• Texte fourni
..........

Conclure une rupture conventionnelle dans un contexte conflictuel présente toujours un certain danger pour l’employeur.
Le consentement du salarié à cette rupture d’un commun accord ne doit pas être vicié, notamment par l’effet d’une pression ou d’une contrainte, sauf à encourir la possibilité d’une remise en cause.
Statuant sur la validité du consentement du salarié, la Cour de cassation vient de rendre un arrêt le 15 novembre 2023 (N°22-16.957) qui valide l’alternative présentée par l’employeur entre un licenciement pour faute grave et une rupture conventionnelle à un salarié dont le comportement pouvait faire l’objet d’une mesure de licenciement pour faute grave, voire faute lourde.
Une telle alternative parait intéressante à utiliser mais doit être maniée avec précaution, la Cour de cassation rappelant que la rupture conventionnelle ne doit pas être imposée par l’employeur.
Par Philippe Suard
Le point sensible d’une rupture conventionnelle (RC) réside dans le consentement du salarié (plus rarement celui de l’employeur, bien qu’il puisse être vicié parfois).
L’existence d’un vice du consentement est de nature à justifier l’annulation de la RC, la charge de la preuve reposant sur celui qui l’invoque (Cass. Soc. 11 mai 2022, n°20-15.909)
Une RC ne peut donc pas être imposée à l’autre partie : si la preuve de pressions pour obtenir l’accord de l’une des parties est rapportée, l’annulation de la RC est encourue (Cass. Soc. 8 juillet 2020, n°19-15441).
A ce titre, le salarié peut exercer un recours pour contester la RC dans un délai de 12 mois à compter de la date d’homologation de la convention (si l’homologation est tacite, le délai commence à courir à l’expiration du délai de 15 jours ouvrables : Cass. Soc. 6 décembre 2017, n°16-10.220).

..........

• Consigne 1
Reproduisez le passage de l'article sur la rupture conventionnelle compris entre « A ce titre, le » et « décembre 2017, n°16-10.220). », bornes incluses.

(Enregistrements du jeu de données d'annotation par points)
..........

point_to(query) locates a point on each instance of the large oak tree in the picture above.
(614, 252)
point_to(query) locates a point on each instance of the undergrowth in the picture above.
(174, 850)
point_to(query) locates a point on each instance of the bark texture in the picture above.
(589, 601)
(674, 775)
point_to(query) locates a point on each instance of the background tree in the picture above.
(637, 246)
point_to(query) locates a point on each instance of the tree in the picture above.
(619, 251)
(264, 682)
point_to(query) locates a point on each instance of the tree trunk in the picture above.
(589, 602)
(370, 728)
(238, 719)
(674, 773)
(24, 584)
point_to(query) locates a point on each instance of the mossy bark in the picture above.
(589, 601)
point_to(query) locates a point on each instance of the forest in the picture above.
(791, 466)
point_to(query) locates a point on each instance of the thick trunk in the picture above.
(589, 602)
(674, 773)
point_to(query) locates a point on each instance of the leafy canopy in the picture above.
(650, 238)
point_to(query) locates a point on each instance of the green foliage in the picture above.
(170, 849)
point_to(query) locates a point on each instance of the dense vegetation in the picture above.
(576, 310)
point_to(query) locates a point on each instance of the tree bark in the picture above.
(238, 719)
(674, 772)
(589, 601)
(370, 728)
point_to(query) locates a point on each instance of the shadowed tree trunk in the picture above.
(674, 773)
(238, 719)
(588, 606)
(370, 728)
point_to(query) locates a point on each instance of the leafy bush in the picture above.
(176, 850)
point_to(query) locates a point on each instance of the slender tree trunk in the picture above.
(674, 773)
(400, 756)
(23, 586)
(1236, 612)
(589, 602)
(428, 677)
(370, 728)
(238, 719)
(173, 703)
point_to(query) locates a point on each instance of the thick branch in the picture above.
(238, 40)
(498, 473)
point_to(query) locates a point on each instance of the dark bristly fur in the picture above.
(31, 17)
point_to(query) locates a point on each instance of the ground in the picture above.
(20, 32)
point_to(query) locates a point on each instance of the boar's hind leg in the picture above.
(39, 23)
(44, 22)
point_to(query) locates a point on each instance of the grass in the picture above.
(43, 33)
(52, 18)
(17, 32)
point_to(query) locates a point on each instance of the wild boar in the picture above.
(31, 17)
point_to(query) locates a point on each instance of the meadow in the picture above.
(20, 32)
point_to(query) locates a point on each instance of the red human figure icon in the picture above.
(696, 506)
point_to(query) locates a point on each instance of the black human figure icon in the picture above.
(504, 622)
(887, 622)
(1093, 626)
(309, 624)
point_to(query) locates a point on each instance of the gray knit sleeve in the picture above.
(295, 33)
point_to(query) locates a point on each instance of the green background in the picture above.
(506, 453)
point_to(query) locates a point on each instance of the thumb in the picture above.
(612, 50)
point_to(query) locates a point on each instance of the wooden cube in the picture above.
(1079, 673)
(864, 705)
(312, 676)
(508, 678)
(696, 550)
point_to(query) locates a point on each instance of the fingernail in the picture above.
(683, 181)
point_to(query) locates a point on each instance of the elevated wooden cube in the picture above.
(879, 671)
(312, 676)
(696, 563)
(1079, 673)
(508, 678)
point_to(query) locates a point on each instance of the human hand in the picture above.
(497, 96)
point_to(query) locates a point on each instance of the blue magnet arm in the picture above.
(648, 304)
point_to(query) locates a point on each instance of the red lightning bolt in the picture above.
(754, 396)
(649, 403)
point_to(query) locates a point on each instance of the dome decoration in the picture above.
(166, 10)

..........

• Consigne 2
Réécrivez sous forme de tableau Markdown, avec les colonnes « Numéro » et « Ligne », les lignes des entrées comprises entre celle qui contient « background in the picture above. » et la fin des entrées, bornes incluses, sans les lignes vides.

• Solution 1
A ce titre, le salarié peut exercer un recours pour contester la RC dans un délai de 12 mois à compter de la date d’homologation de la convention (si l’homologation est tacite, le délai commence à courir à l’expiration du délai de 15 jours ouvrables : Cass. Soc. 6 décembre 2017, n°16-10.220).

• Solution 2
| Numéro | Ligne |
|---|---|
| 1 | point_to(query) locates a point on each instance of the green background in the picture above. |
| 2 | (506, 453) |
| 3 | point_to(query) locates a point on each instance of the thumb in the picture above. |
| 4 | (612, 50) |
| 5 | point_to(query) locates a point on each instance of the wooden cube in the picture above. |
| 6 | (1079, 673) |
| 7 | (864, 705) |
| 8 | (312, 676) |
| 9 | (508, 678) |
| 10 | (696, 550) |
| 11 | point_to(query) locates a point on each instance of the fingernail in the picture above. |
| 12 | (683, 181) |
| 13 | point_to(query) locates a point on each instance of the elevated wooden cube in the picture above. |
| 14 | (879, 671) |
| 15 | (312, 676) |
| 16 | (696, 563) |
| 17 | (1079, 673) |
| 18 | (508, 678) |
| 19 | point_to(query) locates a point on each instance of the human hand in the picture above. |
| 20 | (497, 96) |
| 21 | point_to(query) locates a point on each instance of the blue magnet arm in the picture above. |
| 22 | (648, 304) |
| 23 | point_to(query) locates a point on each instance of the red lightning bolt in the picture above. |
| 24 | (754, 396) |
| 25 | (649, 403) |
| 26 | point_to(query) locates a point on each instance of the dome decoration in the picture above. |
| 27 | (166, 10) |